■ **文書抜粋**:
= = = =

騎士たちの時代、11世紀から13世紀前半頃にかけてには、ドイツ語圏だけで、一万の城が築かれたという。今もおびただしい数の城が残されているゆえんだ。
城は一般的に、丘陵などに築かれる山城(ヘーエンブルクと呼ばれる)と、河川などに沿って作られる水城(ヴァッサーブルクと呼ばれる)に、大別される。山城の中には切り立った崖を天然の防御壁とする強固なものもある。規模は様々で、細部も異なるが、それぞれに地形を活かして作られているようだ。
以下に、代表的な城の機能を紹介してみる。
※この構造は、城が要塞の機能を兼ねた時代のものです。のちに、城が宮廷(貴族の城)へと変貌していく時代になると、城はほとんど防御構造を備えなくなります。
元資料;「中世への旅 騎士と城」白水社
1/塔(ベルクフリート、ベルフリト)
語源は不明。用途はさまざまで、地下は捕虜収容所として使われ、最上階は見張り台、または城に近づく者を攻撃するための砦としても使われた。穀物などを貯蔵することもあったという。
入り口は地上から15メートルくらいの場所にあるのが一般的で、梯子によって出入りし、必要とあらば梯子を外して籠城することも可能だった。…あまり快適に生活は出来そうに無いのだが…。
2/居館(パラス)
人々の住む館。城の本体とも言うべき場所で、規模はさまざま。多くの家臣を抱える主君ともなると、かなりの規模になる。
宮廷(ホーフ)もここで開かれ、ホーフのある城はホーフブルクと呼ばれる。パラスがいくつかの建物に分かれることもあったし、使用人の住居や台所なども、ここに含まれた。
3/城壁
侵入者を拒む、切り立った城壁。石積みがあっても、そうキッチリしたものではないので、日本のものにくらべれば登りやすそうな気がする。

= = = =

■ **収集データ**:
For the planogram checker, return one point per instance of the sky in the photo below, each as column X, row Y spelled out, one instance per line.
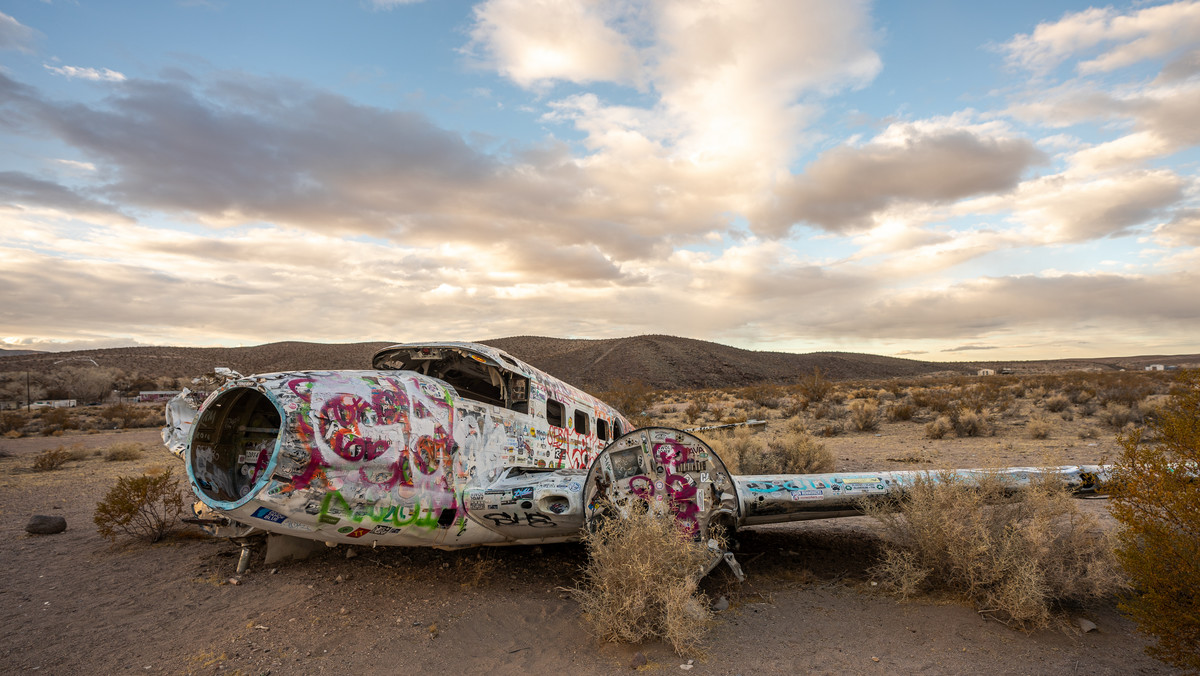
column 931, row 179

= = = =

■ **実施課題**:
1. 中世の城に関する文書のうち、「入り口は地上から15メートル」から「れば登りやすそうな気がする。」までを、一字一句違えずに書き出してください。
2. 中世の城に関する文書の最後の文に続けて、その先を書き継いでください。

■ **最終回答**:
1.
入り口は地上から15メートルくらいの場所にあるのが一般的で、梯子によって出入りし、必要とあらば梯子を外して籠城することも可能だった。…あまり快適に生活は出来そうに無いのだが…。
2/居館(パラス)
人々の住む館。城の本体とも言うべき場所で、規模はさまざま。多くの家臣を抱える主君ともなると、かなりの規模になる。
宮廷(ホーフ)もここで開かれ、ホーフのある城はホーフブルクと呼ばれる。パラスがいくつかの建物に分かれることもあったし、使用人の住居や台所なども、ここに含まれた。
3/城壁
侵入者を拒む、切り立った城壁。石積みがあっても、そうキッチリしたものではないので、日本のものにくらべれば登りやすそうな気がする。

2.
4/のこぎり型狭間(ツィンネ)のある回廊、 5/狭間窓
城といえばすぐ思い浮かぶ、城壁の上の凸凹。これが何のためにあるかというと、下から矢を射掛けられたときなど、身を隠しながら応戦するためのものである。城壁の上の回廊は、もちろん、敵が近づいてこないかどうか見張る兵士たちが歩く場所。
城壁に付けられた窓は、そこから弓を射ったり石を投げたりするためのもので、弓用の窓は縦長、もっと時代が下って火気を使うようになると、鉄砲台の添えられた形式になっているという。 ※ここの部分については末尾の補足参照
6/ペヒナーゼ
意味は「鼻」。その名のとおり、入り口の上の壁に突き出た鼻のような、小さな出窓で、ここから番人が覗いて、来訪者に誰何する。
7/城壁塔、 8/門塔
番人さんの詰め所でもある。
9/側塔、 10/張り出し陣
第一次防衛ライン、といったところか。表に直接面している城壁で、ここにも攻撃のための狭間などがある。
11/外殻塔
内側に向けてだけ開かれた塔。
12/堀
山の斜面に作られた城だと、斜面と城との間をへだてるために深い溝が掘られていた。これは、斜面から直接、城に攻め込まれないためのものである。また、水を張った堀、城壁の前を深く抉った堀、城門の前にだけある堀など、城によって形式は様々。
13/跳ね橋
どの城でも大抵あるのが、この「跳ね橋」。唯一の進入経路を塞ぐわけだから、引き上げてしまえば中に入ることは難しい。
14/城門
物語のように、城門に鎧戸がついていることは稀だったという。上から勢い良く降りてくる格子の鎧戸は、中世らしくていかにも素敵なのだが。
15/城へ続く道
城は基本的に「守る」ものなので、馬車が一台通れるくらいの、細く、しかも曲がりくねった道だった。山の上の城だと、わざわざ山の周りを何周もさせて、封鎖できるようなつくりになっていたとか。
また、道は城門に対し右から左へ進む方向に作られており、こうすると、攻め入る歩兵は盾で守られていない体の右側を城壁に晒しながら歩くことになり、容易には進めない。
16/門衛棟
門番や外壁を守る兵士たちの住む建物は、他の人々の住む場所から離れていたようだ。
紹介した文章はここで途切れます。